==== PASSAGE

Denise Garcia Bergt is a Brazilian movie director, author of texts, activist and initiator of the self organised group International Women* Space. She lives and works in Berlin.
Could you please tell the Polish readers how you started the movement, which already exists for seven years?
The beginning of the International Women* Space (IWS) was influenced by several events that took place in 2012. I had started the year by releasing my documentary “Residenzpflicht” about the resistance of self-organised groups of refugees against the Residenzpflicht (German for mandatory residence), a legal requirement affecting asylum seekers living in Germany, who are constrained to live within certain boundaries defined by the Foreigner Office. The film also investigates colonialism and its legacy of oppression, still visible in the current fear-based power and control asylum system seen in Germany.
Trailer Residenzpflicht from Tosco Berlin on Vimeo.
In August 2012, the same group portrayed in the film, organised a summer camp “Break Isolation – Refugee Summer Camp”, in the eastern town of Erfurt, in the state of Thüringen and I was invited to give a workshop about video filming and editing. The result was a 10 minutes video called “Der Embryo der Freiheit” made collectively with newly arrived asylum seekers. In retrospect, I still recall this as the most political camp I’ve ever been to. There were daily meetings, workshops and discussions ranging from topics such as the origins and perpetuation of colonial injustice; about ways to strengthen the migrant and refugee communities through self-organisation; against the Residenzpflicht, the Frontex, the political engagement of anti-racist campaigners and their support of the daily struggles of refugee and migrants against societal and institutional racism.
It was also at this Camp that I got to know the story of a 29-year-old Iranian refugee, Muhammed Rahsapar, who had committed suicide in January at a refugee centre in Würzburg, a town in central Germany, in protest at the conditions in which refugees were housed. After his death, a group of refugees went to set up a camp in a public space in Würzburg and began a hunger strike. Some also sew up their mouths in protest.
This group had come to the Break Isolation Camp to share their plan to make 600-kilometre march from Würzburg to Berlin. A four parts video show them in the Camp and later in march.

========

**JOB 1:**
In the interview, in which town was the "Break Isolation – Refugee Summer Camp" held?
**JOB 2:**
Echo the part of the interview between "This group had" and "later in march.", inclusive.
Rely only on the interview when answering.

==== RECORD SET

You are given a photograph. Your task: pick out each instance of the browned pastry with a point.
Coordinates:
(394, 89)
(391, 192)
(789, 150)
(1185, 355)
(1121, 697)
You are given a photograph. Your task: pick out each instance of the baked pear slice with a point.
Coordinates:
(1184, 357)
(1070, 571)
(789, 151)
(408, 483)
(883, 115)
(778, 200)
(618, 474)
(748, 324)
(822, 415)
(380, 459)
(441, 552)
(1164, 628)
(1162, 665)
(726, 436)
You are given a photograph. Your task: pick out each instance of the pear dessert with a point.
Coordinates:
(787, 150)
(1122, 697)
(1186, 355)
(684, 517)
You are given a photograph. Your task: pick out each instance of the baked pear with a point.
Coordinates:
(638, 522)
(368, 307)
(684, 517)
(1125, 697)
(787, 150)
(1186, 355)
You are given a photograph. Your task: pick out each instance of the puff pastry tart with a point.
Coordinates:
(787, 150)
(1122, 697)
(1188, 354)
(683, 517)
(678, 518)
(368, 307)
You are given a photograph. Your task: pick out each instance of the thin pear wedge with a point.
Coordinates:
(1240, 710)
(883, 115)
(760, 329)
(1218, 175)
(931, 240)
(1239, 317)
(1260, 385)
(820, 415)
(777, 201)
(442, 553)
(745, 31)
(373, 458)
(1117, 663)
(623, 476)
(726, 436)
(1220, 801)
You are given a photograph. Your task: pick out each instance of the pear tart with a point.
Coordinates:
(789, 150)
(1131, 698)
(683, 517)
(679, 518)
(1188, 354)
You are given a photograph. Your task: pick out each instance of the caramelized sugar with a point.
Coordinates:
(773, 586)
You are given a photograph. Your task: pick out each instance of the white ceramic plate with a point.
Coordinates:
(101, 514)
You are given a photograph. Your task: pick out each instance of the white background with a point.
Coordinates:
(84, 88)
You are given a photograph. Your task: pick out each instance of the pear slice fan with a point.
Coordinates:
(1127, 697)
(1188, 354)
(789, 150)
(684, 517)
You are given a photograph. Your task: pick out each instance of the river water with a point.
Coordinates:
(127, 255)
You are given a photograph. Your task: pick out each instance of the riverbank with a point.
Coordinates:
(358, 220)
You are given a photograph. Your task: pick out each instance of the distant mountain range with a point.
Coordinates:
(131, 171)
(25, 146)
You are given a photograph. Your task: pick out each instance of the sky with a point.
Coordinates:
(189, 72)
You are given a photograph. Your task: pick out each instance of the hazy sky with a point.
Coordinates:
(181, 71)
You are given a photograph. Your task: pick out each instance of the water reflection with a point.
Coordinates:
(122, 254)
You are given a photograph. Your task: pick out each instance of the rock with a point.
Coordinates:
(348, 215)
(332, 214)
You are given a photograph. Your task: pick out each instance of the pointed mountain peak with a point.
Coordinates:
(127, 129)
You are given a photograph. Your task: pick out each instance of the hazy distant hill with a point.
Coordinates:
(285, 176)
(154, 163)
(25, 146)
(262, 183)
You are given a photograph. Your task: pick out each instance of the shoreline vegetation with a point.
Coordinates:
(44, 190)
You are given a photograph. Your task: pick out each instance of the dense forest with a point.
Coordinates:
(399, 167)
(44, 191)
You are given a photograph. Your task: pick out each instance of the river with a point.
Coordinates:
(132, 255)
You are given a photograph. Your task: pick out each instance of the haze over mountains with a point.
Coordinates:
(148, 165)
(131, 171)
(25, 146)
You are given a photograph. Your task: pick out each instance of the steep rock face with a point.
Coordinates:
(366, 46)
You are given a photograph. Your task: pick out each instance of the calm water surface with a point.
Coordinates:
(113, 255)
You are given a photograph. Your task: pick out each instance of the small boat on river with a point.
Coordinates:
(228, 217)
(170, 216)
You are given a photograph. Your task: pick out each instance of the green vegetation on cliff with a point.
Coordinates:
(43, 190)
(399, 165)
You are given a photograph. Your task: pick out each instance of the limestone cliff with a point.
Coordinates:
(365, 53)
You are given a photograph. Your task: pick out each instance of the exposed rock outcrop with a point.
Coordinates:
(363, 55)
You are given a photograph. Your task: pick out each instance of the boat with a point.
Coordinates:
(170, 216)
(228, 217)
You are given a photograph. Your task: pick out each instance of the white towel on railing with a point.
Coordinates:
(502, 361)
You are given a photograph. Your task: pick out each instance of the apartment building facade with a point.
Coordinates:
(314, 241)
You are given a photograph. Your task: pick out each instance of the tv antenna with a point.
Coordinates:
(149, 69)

========

**EXERCISE ANSWER 1:**
Erfurt, in the state of Thüringen.

**EXERCISE ANSWER 2:**
This group had come to the Break Isolation Camp to share their plan to make 600-kilometre march from Würzburg to Berlin. A four parts video show them in the Camp and later in march.